[BRANO SCELTO]

:::::

Nel corso della terza Revisione Periodica Universale (UPR), l’Egitto ha annunciato alle Nazioni Unite il rifiuto delle raccomandazioni che erano state formulate da diversi Paesi riguardo l’arresto di persone LGBT+ e la discriminazione basata sull’orientamento sessuale e sull’identità di genere.
A sorprendere non è certamente questa risposta, ma l’affermazione con la motivazione con cui il Paese nordafricano ha accompagnato il rifiuto: «Non riconosciamo i termini menzionati in questa raccomandazione». In altre parole, l’Egitto afferma di non conoscere cosa siano l’omosessualità e la disforia di genere.
Rasha Younes, ricercatrice libanese presso l’Human Right Watch (HRW), ha dichiarato: «Questa affermazione oltraggiosa dei funzionari egiziani arriva in un momento in cui la crisi sanitaria della COVID-19 sta minacciando gruppi già vulnerabili, comprese le persone LGBT detenute nelle carceri egiziane per motivi di orientamento sessuale e identità di genere».
Sebbene l’omosessualità non è esplicitamente vietata dalla legge egiziana, le persone LGBT+ vengono spesso arrestate per immoralità o indecenza pubblica, con il 69% di esse «prelevate a caso per strada, secondo quanto riportato dall’HRW».

:::::

[ELENCO DEI RECORD]
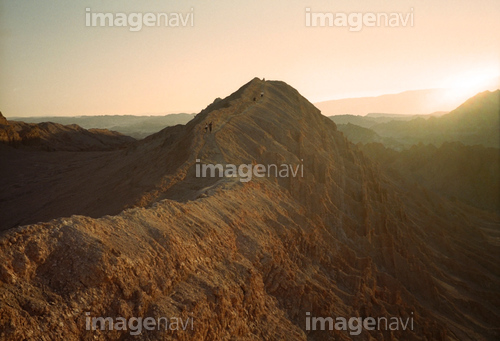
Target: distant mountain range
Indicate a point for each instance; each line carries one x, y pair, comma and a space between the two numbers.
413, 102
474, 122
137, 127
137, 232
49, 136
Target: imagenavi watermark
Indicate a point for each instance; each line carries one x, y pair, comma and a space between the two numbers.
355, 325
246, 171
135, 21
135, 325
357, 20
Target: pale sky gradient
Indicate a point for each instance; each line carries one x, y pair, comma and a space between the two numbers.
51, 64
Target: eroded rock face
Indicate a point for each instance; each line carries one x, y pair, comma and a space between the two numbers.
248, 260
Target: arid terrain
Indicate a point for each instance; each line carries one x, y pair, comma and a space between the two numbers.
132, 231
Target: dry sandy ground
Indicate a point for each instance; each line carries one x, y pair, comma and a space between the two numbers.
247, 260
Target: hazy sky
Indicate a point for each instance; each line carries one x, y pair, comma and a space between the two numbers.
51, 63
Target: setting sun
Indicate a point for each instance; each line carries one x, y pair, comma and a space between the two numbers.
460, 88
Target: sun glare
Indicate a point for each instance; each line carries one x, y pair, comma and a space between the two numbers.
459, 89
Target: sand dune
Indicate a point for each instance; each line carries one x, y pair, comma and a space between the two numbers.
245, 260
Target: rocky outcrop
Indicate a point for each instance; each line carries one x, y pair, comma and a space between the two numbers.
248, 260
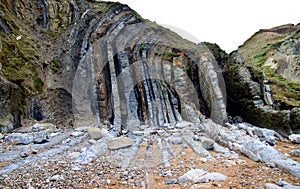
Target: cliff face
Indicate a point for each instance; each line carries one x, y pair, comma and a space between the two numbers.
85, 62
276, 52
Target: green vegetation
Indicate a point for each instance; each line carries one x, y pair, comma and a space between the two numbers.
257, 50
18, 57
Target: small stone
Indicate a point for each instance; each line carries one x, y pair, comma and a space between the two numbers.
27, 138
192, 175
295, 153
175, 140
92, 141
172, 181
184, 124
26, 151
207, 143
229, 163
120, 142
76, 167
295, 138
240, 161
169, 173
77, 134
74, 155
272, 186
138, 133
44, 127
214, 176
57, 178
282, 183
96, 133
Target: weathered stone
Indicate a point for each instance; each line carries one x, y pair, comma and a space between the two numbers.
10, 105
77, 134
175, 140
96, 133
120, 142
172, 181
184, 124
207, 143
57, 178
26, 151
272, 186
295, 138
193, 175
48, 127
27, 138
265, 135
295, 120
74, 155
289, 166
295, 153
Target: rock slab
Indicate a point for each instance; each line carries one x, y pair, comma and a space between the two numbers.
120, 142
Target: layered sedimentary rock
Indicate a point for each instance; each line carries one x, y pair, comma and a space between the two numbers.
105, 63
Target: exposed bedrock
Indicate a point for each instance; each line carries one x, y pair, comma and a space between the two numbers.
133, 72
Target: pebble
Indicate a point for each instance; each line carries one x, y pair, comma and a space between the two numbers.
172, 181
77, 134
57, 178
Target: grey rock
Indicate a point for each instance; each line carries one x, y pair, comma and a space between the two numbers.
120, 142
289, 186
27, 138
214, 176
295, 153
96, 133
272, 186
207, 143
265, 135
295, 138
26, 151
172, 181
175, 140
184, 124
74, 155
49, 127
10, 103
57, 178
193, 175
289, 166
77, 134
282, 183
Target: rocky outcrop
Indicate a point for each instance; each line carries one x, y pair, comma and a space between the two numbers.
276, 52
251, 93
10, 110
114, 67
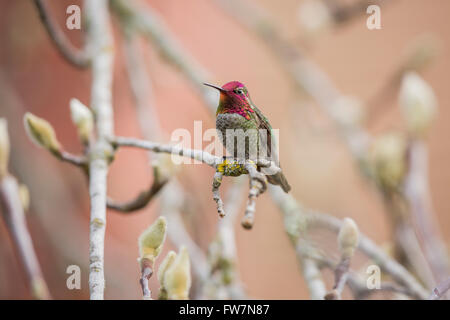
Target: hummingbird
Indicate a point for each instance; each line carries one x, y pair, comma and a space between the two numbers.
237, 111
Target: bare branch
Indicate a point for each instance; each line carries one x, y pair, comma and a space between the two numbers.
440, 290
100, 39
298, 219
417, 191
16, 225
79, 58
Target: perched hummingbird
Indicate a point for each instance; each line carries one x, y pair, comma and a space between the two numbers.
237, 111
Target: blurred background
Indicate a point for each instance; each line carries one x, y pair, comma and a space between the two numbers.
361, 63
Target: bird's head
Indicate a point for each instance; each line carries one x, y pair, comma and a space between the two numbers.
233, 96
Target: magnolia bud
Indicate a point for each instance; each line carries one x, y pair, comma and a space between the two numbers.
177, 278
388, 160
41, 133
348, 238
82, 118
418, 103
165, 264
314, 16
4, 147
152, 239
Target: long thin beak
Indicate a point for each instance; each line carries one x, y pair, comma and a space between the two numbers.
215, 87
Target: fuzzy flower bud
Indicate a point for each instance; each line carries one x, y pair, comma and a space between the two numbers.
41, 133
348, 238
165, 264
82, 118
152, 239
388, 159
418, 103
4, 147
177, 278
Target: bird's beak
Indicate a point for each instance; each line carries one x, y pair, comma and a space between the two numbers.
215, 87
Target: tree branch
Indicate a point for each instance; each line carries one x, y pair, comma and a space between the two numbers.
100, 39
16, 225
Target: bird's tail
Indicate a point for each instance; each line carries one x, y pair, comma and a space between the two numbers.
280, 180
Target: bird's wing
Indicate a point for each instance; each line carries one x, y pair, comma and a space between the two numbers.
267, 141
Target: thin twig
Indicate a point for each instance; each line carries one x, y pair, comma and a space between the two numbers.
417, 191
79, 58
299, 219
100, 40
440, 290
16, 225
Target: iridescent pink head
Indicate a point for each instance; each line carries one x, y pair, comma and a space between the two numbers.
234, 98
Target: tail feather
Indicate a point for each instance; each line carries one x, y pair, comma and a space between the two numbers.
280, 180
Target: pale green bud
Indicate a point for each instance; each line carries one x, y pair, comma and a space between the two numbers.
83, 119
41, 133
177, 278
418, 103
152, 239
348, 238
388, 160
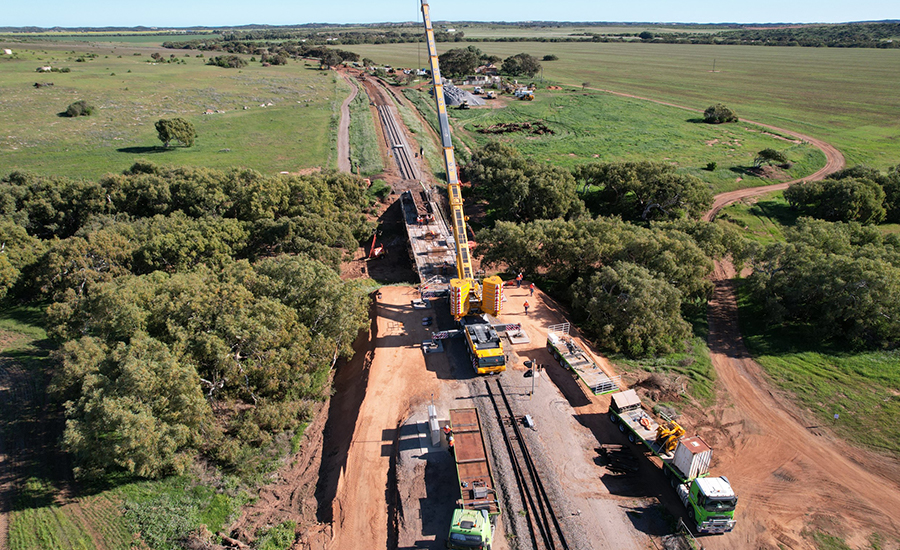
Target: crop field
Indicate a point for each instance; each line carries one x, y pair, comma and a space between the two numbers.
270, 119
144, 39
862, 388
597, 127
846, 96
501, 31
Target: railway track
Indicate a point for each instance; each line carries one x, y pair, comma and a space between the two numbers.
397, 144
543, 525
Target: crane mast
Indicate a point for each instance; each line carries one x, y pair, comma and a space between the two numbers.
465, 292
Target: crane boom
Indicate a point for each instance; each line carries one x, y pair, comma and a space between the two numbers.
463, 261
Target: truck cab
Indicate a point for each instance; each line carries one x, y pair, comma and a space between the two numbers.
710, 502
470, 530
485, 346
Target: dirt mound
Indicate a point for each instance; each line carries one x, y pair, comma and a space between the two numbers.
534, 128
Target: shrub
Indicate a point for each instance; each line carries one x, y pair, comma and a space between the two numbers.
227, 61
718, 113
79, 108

:::::

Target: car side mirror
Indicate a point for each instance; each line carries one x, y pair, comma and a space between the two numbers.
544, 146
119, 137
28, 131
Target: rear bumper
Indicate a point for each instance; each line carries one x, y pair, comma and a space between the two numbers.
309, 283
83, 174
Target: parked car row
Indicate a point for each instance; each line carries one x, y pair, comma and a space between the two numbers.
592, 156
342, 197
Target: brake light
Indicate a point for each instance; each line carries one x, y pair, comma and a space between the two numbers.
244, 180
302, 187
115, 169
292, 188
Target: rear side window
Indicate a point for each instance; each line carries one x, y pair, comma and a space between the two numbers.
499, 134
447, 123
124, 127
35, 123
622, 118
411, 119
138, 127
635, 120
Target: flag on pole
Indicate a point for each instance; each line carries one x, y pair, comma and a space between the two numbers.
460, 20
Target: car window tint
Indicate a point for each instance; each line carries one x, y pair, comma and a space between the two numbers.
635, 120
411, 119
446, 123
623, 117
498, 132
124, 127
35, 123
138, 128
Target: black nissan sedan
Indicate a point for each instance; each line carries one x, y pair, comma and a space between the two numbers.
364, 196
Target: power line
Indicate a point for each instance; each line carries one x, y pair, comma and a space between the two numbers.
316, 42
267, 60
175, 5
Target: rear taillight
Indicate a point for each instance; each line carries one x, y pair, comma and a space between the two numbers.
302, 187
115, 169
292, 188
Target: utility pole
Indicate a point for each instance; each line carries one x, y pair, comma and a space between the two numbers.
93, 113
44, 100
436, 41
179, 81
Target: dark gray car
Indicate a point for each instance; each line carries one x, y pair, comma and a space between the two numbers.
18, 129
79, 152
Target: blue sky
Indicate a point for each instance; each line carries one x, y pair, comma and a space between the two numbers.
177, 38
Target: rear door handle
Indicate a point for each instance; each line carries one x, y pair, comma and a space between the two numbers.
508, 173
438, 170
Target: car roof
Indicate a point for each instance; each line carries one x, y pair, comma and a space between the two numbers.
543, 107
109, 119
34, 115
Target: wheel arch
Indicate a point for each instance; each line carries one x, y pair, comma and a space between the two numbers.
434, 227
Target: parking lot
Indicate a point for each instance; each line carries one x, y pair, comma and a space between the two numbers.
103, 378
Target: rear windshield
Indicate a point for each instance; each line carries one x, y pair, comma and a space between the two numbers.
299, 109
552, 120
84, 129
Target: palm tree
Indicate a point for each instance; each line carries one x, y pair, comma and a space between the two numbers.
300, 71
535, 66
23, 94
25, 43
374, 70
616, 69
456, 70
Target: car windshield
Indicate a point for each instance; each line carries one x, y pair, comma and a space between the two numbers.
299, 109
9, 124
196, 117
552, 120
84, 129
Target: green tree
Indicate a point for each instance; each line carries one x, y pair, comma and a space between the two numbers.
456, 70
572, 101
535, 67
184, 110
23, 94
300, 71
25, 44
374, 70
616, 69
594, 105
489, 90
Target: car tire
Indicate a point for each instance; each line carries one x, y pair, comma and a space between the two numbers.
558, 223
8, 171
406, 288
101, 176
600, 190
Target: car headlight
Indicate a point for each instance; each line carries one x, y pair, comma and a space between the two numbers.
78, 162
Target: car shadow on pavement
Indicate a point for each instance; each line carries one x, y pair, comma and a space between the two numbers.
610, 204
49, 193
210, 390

:::::

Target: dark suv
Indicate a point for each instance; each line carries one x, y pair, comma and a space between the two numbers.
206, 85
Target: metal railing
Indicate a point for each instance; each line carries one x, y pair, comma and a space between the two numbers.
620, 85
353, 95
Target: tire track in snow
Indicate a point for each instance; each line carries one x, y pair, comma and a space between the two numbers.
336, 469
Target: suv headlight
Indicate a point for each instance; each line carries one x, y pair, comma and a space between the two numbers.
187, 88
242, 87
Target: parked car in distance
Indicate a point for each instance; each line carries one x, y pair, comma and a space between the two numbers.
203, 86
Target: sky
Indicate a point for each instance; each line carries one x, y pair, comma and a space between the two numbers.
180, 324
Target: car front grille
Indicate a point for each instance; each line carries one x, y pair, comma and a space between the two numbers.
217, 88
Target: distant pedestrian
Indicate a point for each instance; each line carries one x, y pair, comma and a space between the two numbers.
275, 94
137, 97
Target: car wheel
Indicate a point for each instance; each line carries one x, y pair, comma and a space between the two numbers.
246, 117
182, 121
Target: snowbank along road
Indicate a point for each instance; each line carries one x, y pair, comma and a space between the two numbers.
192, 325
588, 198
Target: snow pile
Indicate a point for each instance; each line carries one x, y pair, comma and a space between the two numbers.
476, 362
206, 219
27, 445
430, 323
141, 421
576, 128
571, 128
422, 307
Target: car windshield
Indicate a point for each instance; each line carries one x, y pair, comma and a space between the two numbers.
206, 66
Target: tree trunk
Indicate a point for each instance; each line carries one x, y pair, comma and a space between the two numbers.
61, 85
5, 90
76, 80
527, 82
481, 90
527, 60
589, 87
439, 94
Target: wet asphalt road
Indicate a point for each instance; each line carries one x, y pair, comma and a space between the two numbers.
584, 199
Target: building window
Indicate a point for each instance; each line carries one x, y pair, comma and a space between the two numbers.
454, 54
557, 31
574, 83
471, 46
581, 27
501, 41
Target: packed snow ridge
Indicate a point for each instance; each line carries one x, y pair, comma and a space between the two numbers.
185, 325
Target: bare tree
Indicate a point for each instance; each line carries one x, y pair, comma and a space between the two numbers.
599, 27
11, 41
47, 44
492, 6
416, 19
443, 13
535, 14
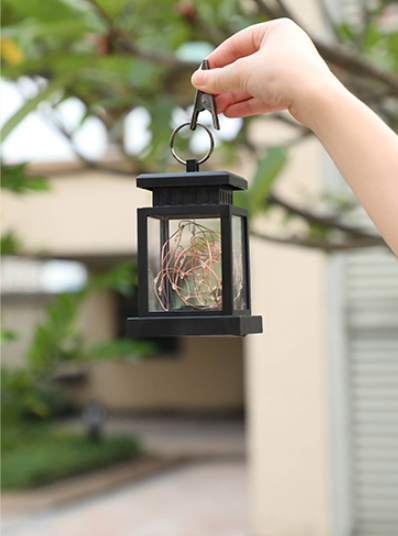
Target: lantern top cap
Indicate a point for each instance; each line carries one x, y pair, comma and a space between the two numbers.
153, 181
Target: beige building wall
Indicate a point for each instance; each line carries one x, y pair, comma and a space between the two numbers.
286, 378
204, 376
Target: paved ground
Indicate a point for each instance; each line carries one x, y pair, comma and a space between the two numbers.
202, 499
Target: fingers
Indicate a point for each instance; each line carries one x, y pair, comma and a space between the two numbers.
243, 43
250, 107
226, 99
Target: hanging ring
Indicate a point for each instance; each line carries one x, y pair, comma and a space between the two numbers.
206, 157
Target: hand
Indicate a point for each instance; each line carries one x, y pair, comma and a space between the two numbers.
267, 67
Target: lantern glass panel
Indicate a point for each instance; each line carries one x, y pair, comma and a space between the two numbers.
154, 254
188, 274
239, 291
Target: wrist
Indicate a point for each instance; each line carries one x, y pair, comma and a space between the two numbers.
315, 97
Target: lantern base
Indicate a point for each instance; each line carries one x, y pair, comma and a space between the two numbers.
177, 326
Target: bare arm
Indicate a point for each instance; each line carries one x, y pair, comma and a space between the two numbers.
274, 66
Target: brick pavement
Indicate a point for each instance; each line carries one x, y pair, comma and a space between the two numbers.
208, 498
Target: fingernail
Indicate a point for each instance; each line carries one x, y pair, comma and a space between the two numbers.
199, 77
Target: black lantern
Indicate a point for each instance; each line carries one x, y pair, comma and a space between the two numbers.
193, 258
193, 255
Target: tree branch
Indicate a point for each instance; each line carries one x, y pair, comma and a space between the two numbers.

:::::

[ESERCIZI PROPOSTI]
1. Stabilisci se ciascuna affermazione concorda con il brano sull'Egitto e le persone LGBT+ e rispondi sì o no, citando le parole del brano che lo decidono. (a) L'Egitto ha accettato le raccomandazioni sull'arresto di persone LGBT+. (b) Rasha Younes lavora presso l'Human Right Watch. (c) La legge egiziana vieta esplicitamente l'omosessualità.
2. Secondo il brano sull'Egitto e le persone LGBT+, quale percentuale delle persone LGBT+ arrestate viene prelevata a caso per strada?
3. Prosegui il brano sull'Egitto e le persone LGBT+ con un nuovo paragrafo che segua l'ultima frase riportata.

[SOLUZIONI]
1.
(a) No: «l’Egitto ha annunciato alle Nazioni Unite il rifiuto delle raccomandazioni».
(b) Sì: «ricercatrice libanese presso l’Human Right Watch (HRW)».
(c) No: «l’omosessualità non è esplicitamente vietata dalla legge egiziana».

2. Il 69%.

3.
Tra i detenuti egiziani vi è attualmente Patrick Zaki, studente dell’Università di Bologna arrestato e torturato con accuse come quella di aver pubblicato notizie false con l’intento di disturbare la pace sociale e quella di aver incitato proteste contro l’autorità pubblica. Il giornale semi-ufficiale di stato Akhbar el-Yom ha pubblicato un articolo in cui “rivelava” che Zaki sia un attivista LGBT+, al fine di influenzare negativamente l’opinione pubblica, affermando senza giri di parole che «questo fatto scioccante mette a tacere le voci che difendono Patrick e i tentativi di farlo apparire come simbolo degli oppressi».